WHAT YOU ARE ASKED TO DO — Only lines containing the string "house" belong in the answer; copy all of them from the entries.

== DATA TO PROCESS ==

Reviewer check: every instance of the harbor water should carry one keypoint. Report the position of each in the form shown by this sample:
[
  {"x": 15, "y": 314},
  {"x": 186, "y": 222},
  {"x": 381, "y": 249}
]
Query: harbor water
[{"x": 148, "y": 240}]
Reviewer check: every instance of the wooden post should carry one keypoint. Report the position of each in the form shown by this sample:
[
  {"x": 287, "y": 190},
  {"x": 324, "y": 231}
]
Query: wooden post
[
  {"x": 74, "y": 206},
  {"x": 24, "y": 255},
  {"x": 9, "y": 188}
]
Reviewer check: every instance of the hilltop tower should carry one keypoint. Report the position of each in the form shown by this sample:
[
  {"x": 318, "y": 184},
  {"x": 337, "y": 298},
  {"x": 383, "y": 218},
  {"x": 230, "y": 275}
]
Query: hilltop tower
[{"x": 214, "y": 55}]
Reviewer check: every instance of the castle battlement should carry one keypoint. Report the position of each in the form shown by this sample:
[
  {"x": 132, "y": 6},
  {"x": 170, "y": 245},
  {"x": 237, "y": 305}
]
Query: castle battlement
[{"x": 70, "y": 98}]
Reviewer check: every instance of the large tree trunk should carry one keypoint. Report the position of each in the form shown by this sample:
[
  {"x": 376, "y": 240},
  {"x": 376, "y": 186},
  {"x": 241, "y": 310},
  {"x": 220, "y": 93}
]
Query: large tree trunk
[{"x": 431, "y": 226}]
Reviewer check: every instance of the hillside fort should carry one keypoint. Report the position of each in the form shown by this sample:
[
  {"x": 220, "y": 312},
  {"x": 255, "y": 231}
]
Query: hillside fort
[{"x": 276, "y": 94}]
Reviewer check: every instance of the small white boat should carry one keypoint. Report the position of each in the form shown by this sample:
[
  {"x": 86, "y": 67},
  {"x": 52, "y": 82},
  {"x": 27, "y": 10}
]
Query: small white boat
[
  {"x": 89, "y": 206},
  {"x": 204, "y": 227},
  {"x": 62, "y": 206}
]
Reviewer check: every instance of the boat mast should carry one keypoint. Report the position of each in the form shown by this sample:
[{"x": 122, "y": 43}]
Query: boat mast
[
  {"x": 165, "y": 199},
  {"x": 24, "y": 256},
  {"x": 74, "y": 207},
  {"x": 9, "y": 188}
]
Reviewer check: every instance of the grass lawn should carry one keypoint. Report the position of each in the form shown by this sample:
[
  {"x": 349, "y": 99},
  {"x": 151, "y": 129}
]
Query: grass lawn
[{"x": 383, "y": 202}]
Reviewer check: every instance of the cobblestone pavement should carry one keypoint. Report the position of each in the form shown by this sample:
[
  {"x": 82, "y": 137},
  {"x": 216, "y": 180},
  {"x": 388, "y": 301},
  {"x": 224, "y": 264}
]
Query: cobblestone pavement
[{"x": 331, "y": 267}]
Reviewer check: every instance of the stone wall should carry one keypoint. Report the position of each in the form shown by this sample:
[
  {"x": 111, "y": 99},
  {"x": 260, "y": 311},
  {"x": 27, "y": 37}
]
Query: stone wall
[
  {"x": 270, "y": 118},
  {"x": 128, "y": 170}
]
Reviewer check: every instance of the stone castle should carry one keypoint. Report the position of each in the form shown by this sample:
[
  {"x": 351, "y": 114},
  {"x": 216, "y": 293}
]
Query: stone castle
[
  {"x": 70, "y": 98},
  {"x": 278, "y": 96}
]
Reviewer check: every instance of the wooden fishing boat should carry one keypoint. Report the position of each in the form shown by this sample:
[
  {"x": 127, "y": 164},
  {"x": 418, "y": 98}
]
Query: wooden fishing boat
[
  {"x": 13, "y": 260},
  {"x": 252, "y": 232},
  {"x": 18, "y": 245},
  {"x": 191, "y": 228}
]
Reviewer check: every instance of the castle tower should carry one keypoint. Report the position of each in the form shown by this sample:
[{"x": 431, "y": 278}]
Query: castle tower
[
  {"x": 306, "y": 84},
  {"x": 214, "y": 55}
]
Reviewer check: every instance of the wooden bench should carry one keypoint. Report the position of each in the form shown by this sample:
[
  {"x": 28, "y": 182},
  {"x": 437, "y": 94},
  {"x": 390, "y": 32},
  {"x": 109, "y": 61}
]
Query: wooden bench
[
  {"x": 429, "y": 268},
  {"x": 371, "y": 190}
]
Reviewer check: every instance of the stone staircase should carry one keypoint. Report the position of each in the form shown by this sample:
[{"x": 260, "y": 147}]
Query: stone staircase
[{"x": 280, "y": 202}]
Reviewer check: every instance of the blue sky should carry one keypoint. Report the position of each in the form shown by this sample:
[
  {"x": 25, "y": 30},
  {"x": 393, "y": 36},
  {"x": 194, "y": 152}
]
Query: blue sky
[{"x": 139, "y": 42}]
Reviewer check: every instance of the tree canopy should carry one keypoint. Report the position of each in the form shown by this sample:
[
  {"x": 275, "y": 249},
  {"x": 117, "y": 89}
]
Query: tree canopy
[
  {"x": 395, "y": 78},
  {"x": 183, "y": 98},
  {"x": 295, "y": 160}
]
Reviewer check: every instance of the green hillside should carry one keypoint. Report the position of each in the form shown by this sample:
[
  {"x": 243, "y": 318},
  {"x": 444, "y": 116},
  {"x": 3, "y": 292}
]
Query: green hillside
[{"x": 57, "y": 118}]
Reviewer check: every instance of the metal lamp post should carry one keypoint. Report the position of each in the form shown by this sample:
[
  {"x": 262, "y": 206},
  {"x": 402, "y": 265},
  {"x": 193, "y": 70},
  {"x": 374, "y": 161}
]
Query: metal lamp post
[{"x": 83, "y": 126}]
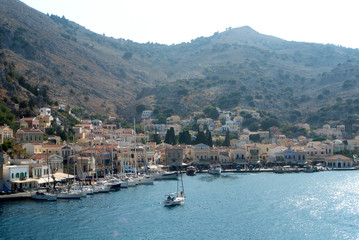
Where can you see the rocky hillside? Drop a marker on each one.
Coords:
(238, 67)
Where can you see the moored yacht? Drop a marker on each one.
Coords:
(191, 171)
(44, 196)
(174, 199)
(215, 169)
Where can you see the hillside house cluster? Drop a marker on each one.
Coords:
(101, 148)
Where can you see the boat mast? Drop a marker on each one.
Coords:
(134, 126)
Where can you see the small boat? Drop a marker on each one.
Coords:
(174, 199)
(102, 188)
(169, 175)
(215, 169)
(308, 169)
(278, 170)
(69, 195)
(145, 180)
(44, 196)
(191, 171)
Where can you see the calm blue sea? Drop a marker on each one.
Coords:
(322, 205)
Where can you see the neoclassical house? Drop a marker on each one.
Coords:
(338, 161)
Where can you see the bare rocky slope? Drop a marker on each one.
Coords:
(238, 67)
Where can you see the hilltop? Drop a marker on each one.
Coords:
(237, 67)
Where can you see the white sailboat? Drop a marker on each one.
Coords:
(177, 198)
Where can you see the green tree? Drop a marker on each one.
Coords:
(200, 138)
(211, 112)
(184, 137)
(227, 140)
(254, 137)
(254, 126)
(268, 123)
(140, 108)
(155, 138)
(171, 137)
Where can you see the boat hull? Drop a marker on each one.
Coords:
(44, 196)
(174, 202)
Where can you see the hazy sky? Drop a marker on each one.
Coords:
(174, 21)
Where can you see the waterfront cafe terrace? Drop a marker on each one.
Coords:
(19, 177)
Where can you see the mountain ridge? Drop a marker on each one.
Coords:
(237, 67)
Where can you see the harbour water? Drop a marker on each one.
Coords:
(322, 205)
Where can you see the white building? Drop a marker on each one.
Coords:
(147, 114)
(45, 111)
(17, 177)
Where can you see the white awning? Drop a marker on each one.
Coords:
(44, 180)
(62, 176)
(25, 181)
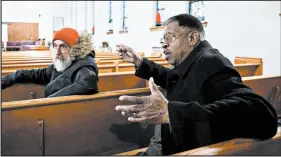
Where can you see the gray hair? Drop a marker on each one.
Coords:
(188, 21)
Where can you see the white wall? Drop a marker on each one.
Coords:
(246, 29)
(28, 11)
(235, 28)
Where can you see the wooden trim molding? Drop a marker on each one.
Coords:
(123, 31)
(160, 28)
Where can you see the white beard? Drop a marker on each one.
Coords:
(62, 65)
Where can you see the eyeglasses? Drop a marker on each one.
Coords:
(62, 47)
(169, 37)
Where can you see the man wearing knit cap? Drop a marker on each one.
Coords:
(73, 72)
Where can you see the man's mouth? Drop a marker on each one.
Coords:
(167, 54)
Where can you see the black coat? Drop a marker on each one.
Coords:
(208, 103)
(79, 78)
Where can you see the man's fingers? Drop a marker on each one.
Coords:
(137, 120)
(152, 86)
(129, 108)
(133, 99)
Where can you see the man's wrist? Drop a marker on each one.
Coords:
(138, 62)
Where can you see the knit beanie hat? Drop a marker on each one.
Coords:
(67, 35)
(80, 45)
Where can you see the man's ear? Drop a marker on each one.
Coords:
(193, 38)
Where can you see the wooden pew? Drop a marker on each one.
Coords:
(268, 87)
(244, 69)
(99, 61)
(107, 82)
(257, 65)
(116, 67)
(239, 146)
(73, 125)
(32, 91)
(85, 125)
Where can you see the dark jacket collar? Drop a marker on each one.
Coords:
(183, 68)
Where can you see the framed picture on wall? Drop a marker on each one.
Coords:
(58, 23)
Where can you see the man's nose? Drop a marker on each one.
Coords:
(164, 45)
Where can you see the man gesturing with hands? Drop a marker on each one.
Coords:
(206, 100)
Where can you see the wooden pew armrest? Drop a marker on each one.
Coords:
(133, 152)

===

SOLUTION TO THE EXERCISE —
Where can you see the hillside house cluster? Drop a marker on each one.
Where can you see the neoclassical house? Drop a marker on each one.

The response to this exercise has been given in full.